- EJERCICIO 1:
Copia literalmente la parte de los registros que empieza en la línea que contiene "TARGET = white cloud" y termina al final de los registros, ambas incluidas.

- TEXTO DEL DOCUMENTO:
──────────────────────────────

Fue decisivo para toda mi vida el acompañarle, cuándo era aún seminarista en su visita a una de las casas del barrio de Nazaret de Valencia, donde se moría de tuberculosis la mujer y el hermano de un estibador portuario, LL, ateo y comunista a rabiar, con quien tuve una extensa amistad y un intercambio que me recordaban hace poco los escritos de Halík. Y la “Santa María” como la llamaba su arzobispo Marcelino, me enseñó mucho más sobre la vida real y las hipocresías clericales que lo que muchos creen si la consideran una burguesa católica rezadora de rosarios y visitadora de pobres.

Final

Deseo poder continuar con mi columna de los viernes, sin autocensurarme más que lo necesario en el futuro, aunque mi vida se esté encerrando cada vez en la intimidad. Se irán cortando vías de comunicación con tantas personas queridas, rostros que me han acompañado en diferentes épocas de mi vida. Unos estarán ya muertos, otros vivos. De todos podré ir sacando fuerzas de fe y pasión por la vida. Todos me acompañan en este viaje que no sé lo que durará hacia la auténtica plenitud humana, el renacimiento definitivo en Dios tras pasar por un nuevo ocultamiento en el seno de la madre Tierra, siempre fecunda de nuevas vidas y existencias humanas, con fe personal libre y comprometida.

NOTAS:

1] Para quien no conozca el texto con que su padre describió este acontecimiento que él conoció por su madre cuando tenía unos 14 años, vease en nº 28. Esplendor de Dios – o el pan y el aderezo en El Viaje a Memphis I (pdf de JA Navarro en su blog). Y la reflexión posterior de AG sobre sus padres en la Nota 15 La firma de Dios en Notas para La llave de los sueños

[2] Véase el nº 29  Rudi y Rudi – o los indiscernibles. Está a continuación inmediatamente del número citado en la nota anterior.

[3] He de reconocer, sin embargo, que don Rafael González Moralejo fue una gran persona, tal vez el obispo español que mejor siguió e intentó aplicar el Concilio Vaticano II. Reproches parecidos a los suyos me dijo otra vez, confidencialmente otro gran amigo, gran persona y gran obispo, Teodoro Úbeda, compañero en los intentos de aplicar con Moralejo en nuestra diócesis de Valencia el Vaticano II (1966-19269).

[4] De mi padre, a quien todos reconocían que me parecía muchísimo, podría decir cosas sin fin. Hace años se me ocurrió que mi primer libro debería titulares Memorias de mi padre. Por lo menos él ya tiene entrada en Wikipedia, que es el gran Who is Who de hoy y de mañana. Y conste que no la hemos publicado ninguno de sus hijos o nietos.

──────────────────────────────

- REGISTROS PROPORCIONADOS:

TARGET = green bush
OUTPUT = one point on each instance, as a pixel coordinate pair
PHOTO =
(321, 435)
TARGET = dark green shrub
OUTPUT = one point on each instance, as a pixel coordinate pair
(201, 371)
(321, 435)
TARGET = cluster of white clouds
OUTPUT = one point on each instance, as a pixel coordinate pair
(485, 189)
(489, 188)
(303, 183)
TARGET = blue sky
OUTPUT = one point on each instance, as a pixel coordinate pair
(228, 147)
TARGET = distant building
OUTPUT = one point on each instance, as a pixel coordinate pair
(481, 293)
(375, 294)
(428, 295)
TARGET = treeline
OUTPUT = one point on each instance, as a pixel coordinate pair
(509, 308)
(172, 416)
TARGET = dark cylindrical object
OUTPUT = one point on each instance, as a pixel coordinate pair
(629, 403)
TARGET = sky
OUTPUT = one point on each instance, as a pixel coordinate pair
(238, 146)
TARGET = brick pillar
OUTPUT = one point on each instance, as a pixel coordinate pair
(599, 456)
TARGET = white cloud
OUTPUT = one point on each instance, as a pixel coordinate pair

──────────────────────────────

- EJERCICIO 2:
Resume el texto en dos oraciones, por favor.

- SOLUCIÓN DESARROLLADA 1:
TARGET = white cloud
OUTPUT = one point on each instance, as a pixel coordinate pair

- SOLUCIÓN DESARROLLADA 2:
Se recuerda una visita, hecha en la época de seminarista, a una casa del barrio de Nazaret de Valencia donde morían de tuberculosis la mujer y el hermano de un estibador ateo y comunista, y se afirma que la "Santa María" enseñó mucho sobre la vida real y las hipocresías clericales. Se expresa además el deseo de continuar con la columna de los viernes aunque la vida se vaya encerrando en la intimidad, y las notas remiten a otros escritos y elogian a los obispos Rafael González Moralejo y Teodoro Úbeda.